* What you will do:
a – Answer these from the travel diary, please:
(i) What was the temperature at 6pm?
(ii) In which years did tobacco growing start and stop?
(iii) What was the total price of the lunch at the Hotel Florione?
b – Name every town or village that the travel diary mentions.
c – Write the next part of the travel diary, starting after its final sentence.

Internet reception has continued to be very poor (Free mobile) but seems to be improving again as we get further North. The weather is HOT and we've had several storms. Last night's was really spectacular with simultaneous thunder and lightning and an absolute deluge that flooded the Camping Car park beside our mooring.  It's still 29'C at 6pm and it's so heavy I'm pretty sure we'll have another storm later.  The storms don't bother us and luckily now that Chico is going deaf they don't seem to bother him either. The only "downside" is that the torrential rain blocks the satellite TV signal and it's Grand Prix weekend again. 

That's all for now, see you soon 😀

Thursday, 7 June 2018

Ménetréol-sous-Sancerre and Sancerre

Hello again,

After Beffes our next decent mooring was at Ménetréol-sous-Sancerre. Free mooring but quite expensive for water and electric so it was a good job that we didn't need either 😀

It's a medieval village with lots of decrepit buildings, some of which are being renovated like this one but you'd need a bottomless wallet to take on something like this surely?

There's a signposted walk around the village with information boards at all the places of interest like this old tobacco drying shed. Tobacco was grown from 1945 to supplement the income of the vine growers after the war. The shed was built in a sunny but windy spot so that the tobacco could be hung on racks inside and dried by the warm breeze coming in through the slats. They stopped growing it in 1985 but the shed has been kept in good condition .

We had another superb lunch at the Hotel Florione which is just beside the mooring. 4 course set menu with no choice but possibly the best steak we've had so far, and including a litre bottle of red wine which was plonked on the table, all for the bargain price of 13.80 euros

Next day the lock keepers were on strike so the canal was closed. We got the bikes out and rode up the hill to Sancerre.

* Data shown:
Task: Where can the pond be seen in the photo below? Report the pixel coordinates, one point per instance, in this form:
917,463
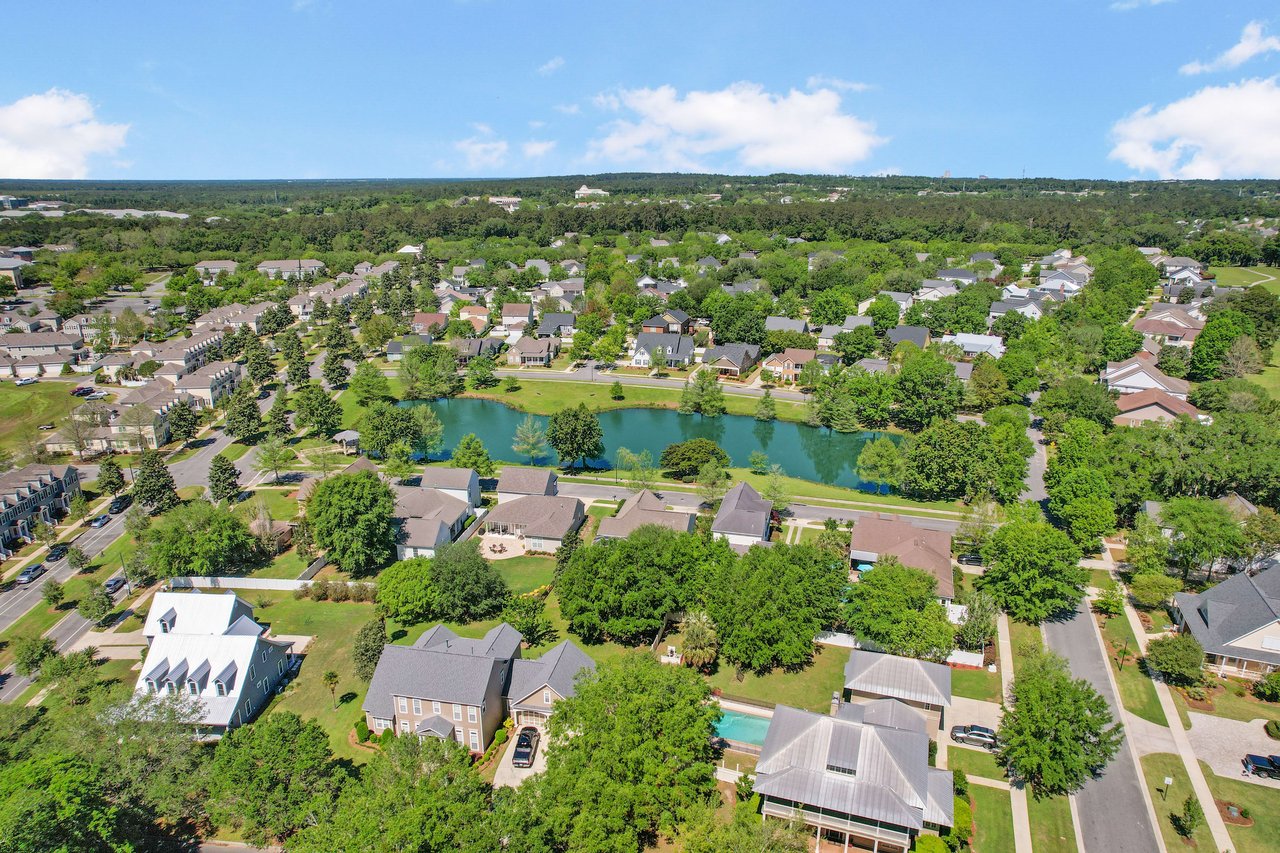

* Task-by-task outputs:
a –
(i) 29'C
(ii) Growing started in 1945 and stopped in 1985.
(iii) 13.80 euros

b – Beffes, Ménetréol-sous-Sancerre, Sancerre

c –
Roger had googled the cycle route to Sancerre but it had shown him the mountain bike route through the vineyards!  It was too difficult for us and we ended up pushing the bikes

It was hard work but gave us some spectacular views and let us get close up the the vines

We eventually found our way up the the town at the top of the hill, recovered our breath and took shelter in the Hotel de Rampart where we enjoyed another great menu du jour. We were eating on the terrace and could hear the rumble of thunder getting closer and closer. Half way through our meal we had to up sticks and carry our food indoors as the heavens opened and the storm broke overhead. By the time we'd had coffee it had passed and we free-wheeled all the way back down to the moorings. Another very pleasant day to add to the memories 😀

After the strike there was a back-log of hire boats so we had our first ever queues at the locks. We pulled into the first decent mooring which was at  Léré and I caught up with the laundry.

Every day the temperature rose another degree and by Friday it was up to 30'C 😎. We stopped at Bellville-sur-Loire for the weekend and Roger watched the Grand Prix. In between programmes we got the bikes out and went exploring.

One of the lock-keepers was a stone carver and was selling these little statues

One of the most famous places on the French canal system is the town of Briare, also known as "Little Britain". People rave about it and it's a very popular place to moor for the winter.  We found it to be very expensive and totally underwhelming when we cycled in for a look around. The only remarkable thing was the Pont Canal, aqueduct, which is having  major face-lift at the moment.

We decided to stay on a rough mooring just outside the town and had a flock? herd? of gorgeous Alpacas in the field beside us. The baby was so cute!

We arrived at the first lock after Briare at 11.00 but there were no lights on and we thought that it was possibly another strike. I phoned the control office and was told that it was a power cut. A car had crashed into a local substation and all power had gone off in the neighbourhood. They anticipated that it wouldn't be repaired until that evening so we roped up to the fence and settled in as best we could.  At 12 o'clock the huge hotel boat Horizon 2 arrived. They hadn't been notified of the stoppage so we moved out of the way to let them moor up and we fastened alongside them.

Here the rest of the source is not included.